Each line in the records below, from the one that contains "Where can the beard" to the one that contains "Where can the outstretched", should be reproduced exactly, the first and last included.

***** Source data

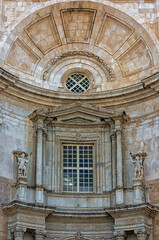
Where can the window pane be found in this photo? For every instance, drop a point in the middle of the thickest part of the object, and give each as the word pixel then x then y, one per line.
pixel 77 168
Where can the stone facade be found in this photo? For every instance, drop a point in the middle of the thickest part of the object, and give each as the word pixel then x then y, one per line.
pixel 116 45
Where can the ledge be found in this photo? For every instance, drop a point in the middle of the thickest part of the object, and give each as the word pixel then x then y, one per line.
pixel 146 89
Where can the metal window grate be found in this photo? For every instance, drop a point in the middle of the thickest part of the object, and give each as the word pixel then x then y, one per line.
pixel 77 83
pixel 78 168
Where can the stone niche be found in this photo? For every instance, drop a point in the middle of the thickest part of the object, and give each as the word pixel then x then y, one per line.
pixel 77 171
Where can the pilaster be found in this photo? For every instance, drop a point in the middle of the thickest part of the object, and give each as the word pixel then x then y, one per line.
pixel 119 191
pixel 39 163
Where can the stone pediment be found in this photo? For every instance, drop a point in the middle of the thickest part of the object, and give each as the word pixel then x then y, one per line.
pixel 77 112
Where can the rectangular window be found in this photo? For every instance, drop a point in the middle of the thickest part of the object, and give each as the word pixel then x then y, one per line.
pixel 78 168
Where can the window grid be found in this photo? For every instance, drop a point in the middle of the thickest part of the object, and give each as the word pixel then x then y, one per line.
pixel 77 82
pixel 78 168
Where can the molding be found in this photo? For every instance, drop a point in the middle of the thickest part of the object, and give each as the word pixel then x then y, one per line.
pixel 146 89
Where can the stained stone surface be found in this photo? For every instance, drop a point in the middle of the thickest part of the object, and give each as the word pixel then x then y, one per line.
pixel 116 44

**********
***** Source data

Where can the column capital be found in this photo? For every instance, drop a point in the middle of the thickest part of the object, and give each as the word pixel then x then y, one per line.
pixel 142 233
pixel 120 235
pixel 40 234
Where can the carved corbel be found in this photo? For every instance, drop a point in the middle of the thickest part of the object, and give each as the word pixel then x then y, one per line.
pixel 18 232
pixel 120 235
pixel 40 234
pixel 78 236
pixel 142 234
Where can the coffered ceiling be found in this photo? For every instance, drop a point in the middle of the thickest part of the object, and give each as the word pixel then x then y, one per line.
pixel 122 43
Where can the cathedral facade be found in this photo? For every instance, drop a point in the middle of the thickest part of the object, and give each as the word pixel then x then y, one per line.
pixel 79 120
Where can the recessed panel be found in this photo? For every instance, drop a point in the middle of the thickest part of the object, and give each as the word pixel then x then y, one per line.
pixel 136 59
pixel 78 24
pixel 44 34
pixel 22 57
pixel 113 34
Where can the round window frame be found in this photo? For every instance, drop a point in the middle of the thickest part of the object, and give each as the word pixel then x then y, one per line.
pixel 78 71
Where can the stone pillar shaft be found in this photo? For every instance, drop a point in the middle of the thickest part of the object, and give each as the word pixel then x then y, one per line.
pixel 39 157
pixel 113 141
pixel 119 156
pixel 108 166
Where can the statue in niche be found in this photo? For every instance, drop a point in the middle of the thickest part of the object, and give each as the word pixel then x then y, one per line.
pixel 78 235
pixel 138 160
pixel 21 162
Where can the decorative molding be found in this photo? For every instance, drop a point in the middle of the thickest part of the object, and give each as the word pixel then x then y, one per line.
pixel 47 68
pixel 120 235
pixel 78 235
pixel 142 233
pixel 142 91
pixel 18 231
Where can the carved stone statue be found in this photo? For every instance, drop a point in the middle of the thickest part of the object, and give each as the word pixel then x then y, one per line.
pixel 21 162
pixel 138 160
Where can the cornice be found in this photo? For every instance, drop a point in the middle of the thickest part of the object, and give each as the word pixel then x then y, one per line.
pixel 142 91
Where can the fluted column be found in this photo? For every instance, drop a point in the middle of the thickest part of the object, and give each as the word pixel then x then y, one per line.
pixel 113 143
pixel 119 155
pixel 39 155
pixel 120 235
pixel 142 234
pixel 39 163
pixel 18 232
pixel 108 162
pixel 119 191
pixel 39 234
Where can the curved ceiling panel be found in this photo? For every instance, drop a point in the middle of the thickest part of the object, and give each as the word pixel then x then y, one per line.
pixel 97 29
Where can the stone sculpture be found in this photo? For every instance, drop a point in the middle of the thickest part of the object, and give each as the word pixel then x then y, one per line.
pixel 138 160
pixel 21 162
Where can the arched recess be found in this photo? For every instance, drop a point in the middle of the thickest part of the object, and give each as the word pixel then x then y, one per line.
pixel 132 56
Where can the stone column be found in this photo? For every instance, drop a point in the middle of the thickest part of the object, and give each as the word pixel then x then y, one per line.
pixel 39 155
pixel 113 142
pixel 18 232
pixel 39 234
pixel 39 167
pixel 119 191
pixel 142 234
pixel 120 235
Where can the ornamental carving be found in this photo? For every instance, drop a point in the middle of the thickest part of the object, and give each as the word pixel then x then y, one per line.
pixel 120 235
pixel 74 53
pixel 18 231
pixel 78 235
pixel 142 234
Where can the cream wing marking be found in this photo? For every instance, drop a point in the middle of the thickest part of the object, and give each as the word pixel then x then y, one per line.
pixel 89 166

**********
***** Source data

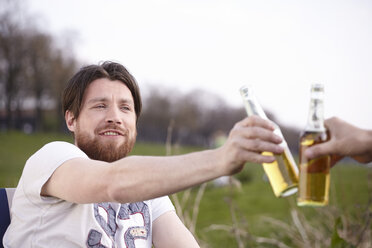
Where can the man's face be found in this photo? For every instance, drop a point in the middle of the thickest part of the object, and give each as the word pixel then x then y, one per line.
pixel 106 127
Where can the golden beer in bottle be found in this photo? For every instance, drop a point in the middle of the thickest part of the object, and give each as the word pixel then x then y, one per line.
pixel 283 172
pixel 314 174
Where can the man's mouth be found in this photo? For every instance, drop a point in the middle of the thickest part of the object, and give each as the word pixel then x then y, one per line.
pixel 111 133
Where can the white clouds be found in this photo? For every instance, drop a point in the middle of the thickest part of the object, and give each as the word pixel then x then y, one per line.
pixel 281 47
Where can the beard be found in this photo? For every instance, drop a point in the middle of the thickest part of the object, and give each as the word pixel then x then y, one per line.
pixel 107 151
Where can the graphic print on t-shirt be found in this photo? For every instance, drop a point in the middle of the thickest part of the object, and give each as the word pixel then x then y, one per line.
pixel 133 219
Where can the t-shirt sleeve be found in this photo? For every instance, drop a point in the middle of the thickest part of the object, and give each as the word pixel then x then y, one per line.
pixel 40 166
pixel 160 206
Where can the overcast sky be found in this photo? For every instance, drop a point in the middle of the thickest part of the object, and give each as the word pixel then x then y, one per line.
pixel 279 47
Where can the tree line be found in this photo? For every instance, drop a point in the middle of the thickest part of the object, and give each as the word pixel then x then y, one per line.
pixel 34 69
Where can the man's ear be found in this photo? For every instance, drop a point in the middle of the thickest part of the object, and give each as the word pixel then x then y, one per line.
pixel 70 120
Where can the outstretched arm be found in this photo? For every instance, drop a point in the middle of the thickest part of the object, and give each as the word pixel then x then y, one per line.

**********

__Written response__:
Where can the beard be found in this photo? For every instance, drop a point in the middle of the thickest part of the object, and give each as the word pixel then x then y, one per line.
pixel 107 151
Where can the graphic print on t-shirt be found in this photo? For every instance, drop a point in the middle of the thickest part of the object, and give each as the word pixel then x then y, one per line.
pixel 133 219
Where can the t-shirt sleeve be found in this photo? For every instance, drop a point in the middle of the thickest part of the object, and give each as the word pixel then x then y, one per line.
pixel 40 166
pixel 160 206
Where can the overcast sky be found in this photo? For every instance, drop a point in the middle of the thickest part of the object, and give each as the word pixel then x then y, one per line.
pixel 279 47
Where can the tree line be found in this photo? For every instance, drop a point in the middle of the thickest part of the object, and give each as the word pixel then x then y, one per line.
pixel 34 69
Where can the man's ear be found in this photo? For every instance, drop a point in the middle of the thickest part of the object, and give each as the word pixel then x then y, one per line.
pixel 70 120
Where can the outstretched arm be found in this photo? For every instance, drop a point in the middle of the thickest part of the object, and give each as the word pixel then x then y, one per line.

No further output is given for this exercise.